Regardless it seems that today we have as many bad scientists as bad screenwriters. Last I heard 80% or more of scientific papers published have results that can't be duplicated.

David Brightly said...

Ah yes, the replication crisis. It varies across the disciplines. An unfortunate consequence of the expansion of the universities and the academic career models they impose.

bmiller said...

Probably too many movies being made too now that there are tons of television and internet channels.

bmiller said...

OK. I did a first pass at Sellars essay and I think I get the gist.

It seems he's defined the "Scientific Image" as all/most the philosophical assumptions starting with the Early Moderns and the "Manifest Image" as all/most philosophical assumptions before that. Starting with the assumption that the Early Moderns and successors were basically correct and everything before was basically wrong, we now have the conundrum of the mind-body problem to deal with.

Since he has concluded that the "Scientific Image" is real and we really are only purposeless matter in motion that seems to leave no room for morality. But morality is nice. So we should ignore what we really are and be nice.

Did I get his message correctly?

*Excerpted data*.
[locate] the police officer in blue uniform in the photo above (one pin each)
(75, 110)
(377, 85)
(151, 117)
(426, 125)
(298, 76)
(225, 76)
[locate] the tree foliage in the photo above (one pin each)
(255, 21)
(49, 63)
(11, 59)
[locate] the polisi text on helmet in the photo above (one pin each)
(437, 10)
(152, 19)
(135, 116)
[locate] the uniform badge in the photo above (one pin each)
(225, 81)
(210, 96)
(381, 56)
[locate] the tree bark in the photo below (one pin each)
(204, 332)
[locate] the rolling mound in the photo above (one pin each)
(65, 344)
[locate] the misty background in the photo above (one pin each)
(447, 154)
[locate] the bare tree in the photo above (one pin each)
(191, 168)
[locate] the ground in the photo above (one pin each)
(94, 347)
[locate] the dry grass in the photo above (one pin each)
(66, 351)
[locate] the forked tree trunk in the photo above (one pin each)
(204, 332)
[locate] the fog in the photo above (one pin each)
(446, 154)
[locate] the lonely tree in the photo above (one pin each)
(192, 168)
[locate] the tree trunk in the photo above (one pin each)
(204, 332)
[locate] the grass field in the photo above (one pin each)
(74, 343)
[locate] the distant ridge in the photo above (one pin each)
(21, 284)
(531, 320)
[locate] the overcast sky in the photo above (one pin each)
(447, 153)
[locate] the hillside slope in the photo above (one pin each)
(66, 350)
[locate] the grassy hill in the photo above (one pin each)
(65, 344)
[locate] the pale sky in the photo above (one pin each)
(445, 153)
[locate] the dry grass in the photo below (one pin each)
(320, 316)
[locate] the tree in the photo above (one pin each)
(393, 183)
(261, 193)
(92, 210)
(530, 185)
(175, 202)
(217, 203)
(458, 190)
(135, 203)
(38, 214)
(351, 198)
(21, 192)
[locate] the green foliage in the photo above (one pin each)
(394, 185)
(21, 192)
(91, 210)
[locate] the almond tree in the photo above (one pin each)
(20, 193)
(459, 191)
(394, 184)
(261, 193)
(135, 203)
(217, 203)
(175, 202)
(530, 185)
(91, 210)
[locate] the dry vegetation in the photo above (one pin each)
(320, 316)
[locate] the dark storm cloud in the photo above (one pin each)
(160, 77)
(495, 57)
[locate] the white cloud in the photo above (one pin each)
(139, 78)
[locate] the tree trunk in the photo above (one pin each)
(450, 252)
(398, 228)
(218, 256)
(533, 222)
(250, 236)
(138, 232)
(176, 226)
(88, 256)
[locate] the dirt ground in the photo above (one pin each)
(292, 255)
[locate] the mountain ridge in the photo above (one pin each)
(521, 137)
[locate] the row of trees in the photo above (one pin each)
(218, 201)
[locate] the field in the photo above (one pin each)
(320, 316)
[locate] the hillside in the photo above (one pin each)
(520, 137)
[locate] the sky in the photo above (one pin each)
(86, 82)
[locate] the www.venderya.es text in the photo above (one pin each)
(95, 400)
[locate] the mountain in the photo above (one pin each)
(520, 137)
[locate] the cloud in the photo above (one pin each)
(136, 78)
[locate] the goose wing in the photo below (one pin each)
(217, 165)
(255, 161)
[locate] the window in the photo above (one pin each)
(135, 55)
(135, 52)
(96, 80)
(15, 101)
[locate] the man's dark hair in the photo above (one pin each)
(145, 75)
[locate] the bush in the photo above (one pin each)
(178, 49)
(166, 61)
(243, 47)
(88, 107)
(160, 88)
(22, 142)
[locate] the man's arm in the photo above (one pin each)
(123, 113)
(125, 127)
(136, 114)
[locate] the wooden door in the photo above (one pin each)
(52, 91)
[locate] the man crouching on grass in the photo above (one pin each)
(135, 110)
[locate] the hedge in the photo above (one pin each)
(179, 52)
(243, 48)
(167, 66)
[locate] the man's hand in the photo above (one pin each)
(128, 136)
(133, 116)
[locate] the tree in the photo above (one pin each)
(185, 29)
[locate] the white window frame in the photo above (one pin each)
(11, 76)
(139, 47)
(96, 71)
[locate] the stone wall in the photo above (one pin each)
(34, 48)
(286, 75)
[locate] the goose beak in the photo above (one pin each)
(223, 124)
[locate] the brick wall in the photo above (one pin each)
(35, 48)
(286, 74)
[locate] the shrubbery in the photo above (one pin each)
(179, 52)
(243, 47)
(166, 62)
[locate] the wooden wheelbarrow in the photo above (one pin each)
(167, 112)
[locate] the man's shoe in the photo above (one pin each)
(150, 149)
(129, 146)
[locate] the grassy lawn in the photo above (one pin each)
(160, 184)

*Required tasks*.
(1) Repeat the comment thread word for word, starting at "Ah yes, the" and ending at "and internet channels.".
(2) Translate this sentence from the comment thread into Spanish: "Last I heard 80% or more of scientific papers published have results that can't be duplicated."
The records have no role in any of this.

*Results for the exercise*.
(1)
Ah yes, the replication crisis. It varies across the disciplines. An unfortunate consequence of the expansion of the universities and the academic career models they impose.

bmiller said...

Probably too many movies being made too now that there are tons of television and internet channels.

(2) Según lo último que oí, el 80 % o más de los artículos científicos publicados tienen resultados que no se pueden reproducir.